Restate word for word the lines between the start of the material and the line with "positive clicks: (524, 418)", keeping both of those ends and none of the pictures.

◆ ◆ ◆ ◆ ◆ ◆ ◆

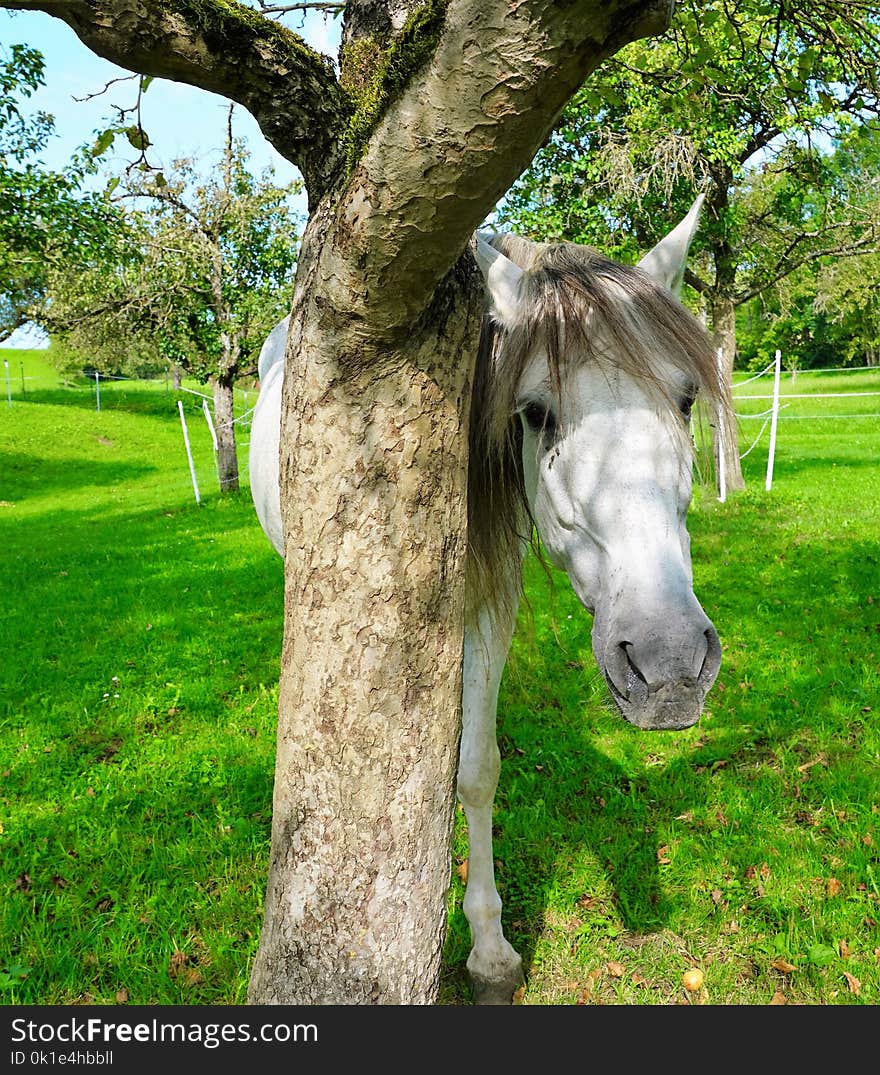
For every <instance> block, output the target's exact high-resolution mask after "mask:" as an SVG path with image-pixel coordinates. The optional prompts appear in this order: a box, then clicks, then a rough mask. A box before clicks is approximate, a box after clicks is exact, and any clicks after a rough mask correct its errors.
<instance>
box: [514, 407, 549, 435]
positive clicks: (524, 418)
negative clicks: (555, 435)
mask: <svg viewBox="0 0 880 1075" xmlns="http://www.w3.org/2000/svg"><path fill="white" fill-rule="evenodd" d="M521 413H522V416H523V418H524V419H525V422H526V425H528V426H529V428H530V429H531V430H532V432H533V433H537V434H538V435H539V434H542V433H545V434H546V435H547V436H549V438H552V436H553V435H554V434H556V431H557V420H556V418H554V417H553V414H552V412H551V411H550V410H549V408H548V407H546V406H544V404H543V403H538V402H537V401H532V402H531V403H526V404H525V406H524V407H523V408H522V412H521Z"/></svg>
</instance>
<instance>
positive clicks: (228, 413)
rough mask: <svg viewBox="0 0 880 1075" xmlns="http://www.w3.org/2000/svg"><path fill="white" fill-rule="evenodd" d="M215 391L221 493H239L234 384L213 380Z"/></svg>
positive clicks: (222, 379) (218, 378)
mask: <svg viewBox="0 0 880 1075" xmlns="http://www.w3.org/2000/svg"><path fill="white" fill-rule="evenodd" d="M212 387H213V389H214V432H215V435H216V438H217V479H218V481H219V483H220V492H221V493H228V492H237V491H239V455H237V451H236V447H235V425H234V420H233V419H234V417H235V415H234V410H233V403H234V396H233V391H232V384H231V383H230V382H228V381H226V378H223V377H214V378H212Z"/></svg>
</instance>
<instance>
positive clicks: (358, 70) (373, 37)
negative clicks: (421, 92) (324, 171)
mask: <svg viewBox="0 0 880 1075" xmlns="http://www.w3.org/2000/svg"><path fill="white" fill-rule="evenodd" d="M448 4H449V0H427V2H425V3H423V4H421V6H419V8H417V9H416V10H415V11H414V12H413V13H412V14H410V15H408V16H407V18H406V21H405V23H404V24H403V26H402V27H401V29H400V32H399V33H396V34H394V35H393V37H392V38H391V40H390V41H389V42H388V43H384V42H381V41H379V40H377V39H376V38H375V37H370V38H360V39H358V40H357V41H352V42H350V43H349V44H347V45H346V46H345V48H344V49H343V55H342V72H343V74H342V84H343V88H344V89H345V90H346V91H347V92H348V95H349V97H350V99H351V104H352V107H354V114H352V116H351V119H350V120H349V124H348V129H347V130H346V132H345V137H344V148H345V157H346V164H347V168H348V171H349V172H351V171H352V170H354V168H355V166H356V164H357V162H358V161H359V160H360V158H361V157H362V156H363V153H364V150H365V148H366V145H367V143H369V141H370V135H371V134H372V133H373V131H374V130H375V129H376V127H377V126H378V124H379V120H380V119H381V117H383V116H384V115H385V113H386V112H387V111H388V107H389V105H391V104H392V103H393V102H394V101H395V100H396V99H398V98H399V97H400V96H401V95H402V94H403V91H404V90H405V89H406V86H407V85H408V84H409V81H410V78H412V77H413V75H414V74H415V73H416V72H417V71H419V70H420V69H421V68H422V67H423V66H424V64H425V63H427V62H428V61H429V60H430V59H431V57H432V56H433V55H434V49H435V48H436V46H437V42H438V41H439V39H441V34H442V33H443V27H444V24H445V21H446V10H447V8H448Z"/></svg>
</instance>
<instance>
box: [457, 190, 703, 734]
mask: <svg viewBox="0 0 880 1075" xmlns="http://www.w3.org/2000/svg"><path fill="white" fill-rule="evenodd" d="M701 202H702V197H701V198H698V199H697V201H696V202H695V203H694V205H693V207H692V209H691V211H690V212H689V213H688V215H687V216H686V218H684V219H683V220H682V221H681V224H679V225H678V226H677V227H676V228H675V229H674V230H673V231H670V232H669V234H667V235H666V237H665V239H663V240H662V241H661V242H660V243H658V245H657V246H655V247H654V248H653V249H652V250H651V252H650V253H649V254H647V255H646V256H645V257H644V258H643V259H641V261H640V262H639V264H638V266H637V267H635V268H627V267H624V266H620V264H618V263H616V262H612V261H609V260H607V259H605V258H603V257H602V256H600V255H597V254H595V253H593V252H590V250H589V249H588V248H586V247H582V246H576V245H575V244H565V243H562V244H536V243H529V242H528V241H525V240H518V239H516V237H504V235H500V237H494V238H493V239H492V240H491V242H487V241H485V240H484V239H482V238H478V240H477V252H476V253H477V261H478V263H479V266H480V268H481V270H482V273H484V277H485V281H486V284H487V290H488V295H489V299H490V313H491V316H492V318H493V319H494V321H495V324H496V333H497V342H496V344H495V346H494V352H493V359H492V360H493V362H494V366H495V369H494V373H493V375H494V376H495V377H496V378H500V381H501V382H502V383H504V382H505V379H506V382H507V384H508V385H509V387H508V389H507V392H506V398H507V400H508V401H509V413H510V414H514V415H516V418H517V419H518V422H519V430H518V433H519V438H521V448H520V451H521V478H522V487H523V491H524V496H525V500H526V501H528V512H529V514H530V515H531V519H532V520H533V522H534V527H535V529H536V531H537V534H538V536H539V539H540V544H542V546H543V549H544V550H545V553H546V555H547V557H548V559H549V560H550V561H551V562H552V563H553V564H556V565H557V567H558V568H560V569H561V570H563V571H564V572H565V573H566V574H567V576H568V578H569V580H571V584H572V586H573V588H574V590H575V592H576V593H577V596H578V598H579V599H580V601H581V603H582V604H583V605H585V607H586V608H587V610H588V611H589V612H590V613H592V615H593V626H592V647H593V653H594V656H595V659H596V662H597V664H598V668H600V669H601V671H602V673H603V675H604V677H605V679H606V682H607V684H608V687H609V689H610V693H611V696H612V698H614V700H615V702H616V703H617V706H618V708H619V709H620V712H621V713H622V715H623V716H624V717H625V718H626V720H627V721H630V722H631V723H632V725H634V726H636V727H637V728H643V729H682V728H688V727H690V726H691V725H693V723H695V722H696V721H697V720H698V718H699V715H701V712H702V709H703V703H704V699H705V697H706V693H707V691H708V690H709V688H710V687H711V685H712V683H713V682H715V678H716V676H717V674H718V671H719V666H720V663H721V645H720V643H719V639H718V634H717V632H716V630H715V627H713V626H712V623H711V621H710V620H709V618H708V616H707V615H706V613H705V612H704V610H703V608H702V606H701V604H699V602H698V601H697V599H696V597H695V594H694V590H693V577H692V568H691V554H690V539H689V534H688V529H687V515H688V510H689V505H690V502H691V493H692V488H691V481H692V465H693V464H692V447H693V444H692V436H691V433H690V414H691V406H692V404H693V402H694V397H695V395H696V393H697V391H702V392H704V393H707V395H708V396H709V397H710V398H711V399H717V398H718V396H719V391H720V387H719V384H718V376H717V373H716V368H715V364H713V357H715V356H713V353H712V349H711V347H710V346H709V341H708V338H707V335H706V333H705V330H704V329H703V327H702V326H701V325H699V324H698V321H697V320H696V318H694V317H692V316H691V315H690V314H689V313H688V312H687V311H686V309H684V307H683V306H682V305H681V303H680V301H679V299H678V296H679V289H680V287H681V282H682V278H683V273H684V263H686V260H687V255H688V248H689V246H690V242H691V238H692V235H693V233H694V230H695V227H696V221H697V217H698V213H699V206H701ZM501 395H502V398H504V392H502V393H501Z"/></svg>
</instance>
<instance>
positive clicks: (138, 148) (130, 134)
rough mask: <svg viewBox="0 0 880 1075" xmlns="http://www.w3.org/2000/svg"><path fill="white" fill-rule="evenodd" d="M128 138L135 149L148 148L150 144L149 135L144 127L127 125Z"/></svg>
mask: <svg viewBox="0 0 880 1075" xmlns="http://www.w3.org/2000/svg"><path fill="white" fill-rule="evenodd" d="M125 134H126V138H127V139H128V140H129V142H130V143H131V144H132V145H133V146H134V148H135V149H142V150H143V149H146V147H147V146H148V145H150V144H152V143H150V141H149V135H148V134H147V132H146V131H145V130H144V129H143V128H142V127H126V131H125Z"/></svg>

◆ ◆ ◆ ◆ ◆ ◆ ◆

Task output:
For every <instance> block, output the target's exact high-resolution mask after "mask:" as an SVG path with image-pixel coordinates. The optional prompts appear in this order: a box, then clicks, then a rough mask. A box before clicks is approximate, a box after clicks is exact, and any clicks after a rough mask correct its errors.
<instance>
box: [514, 407, 549, 435]
positive clicks: (524, 418)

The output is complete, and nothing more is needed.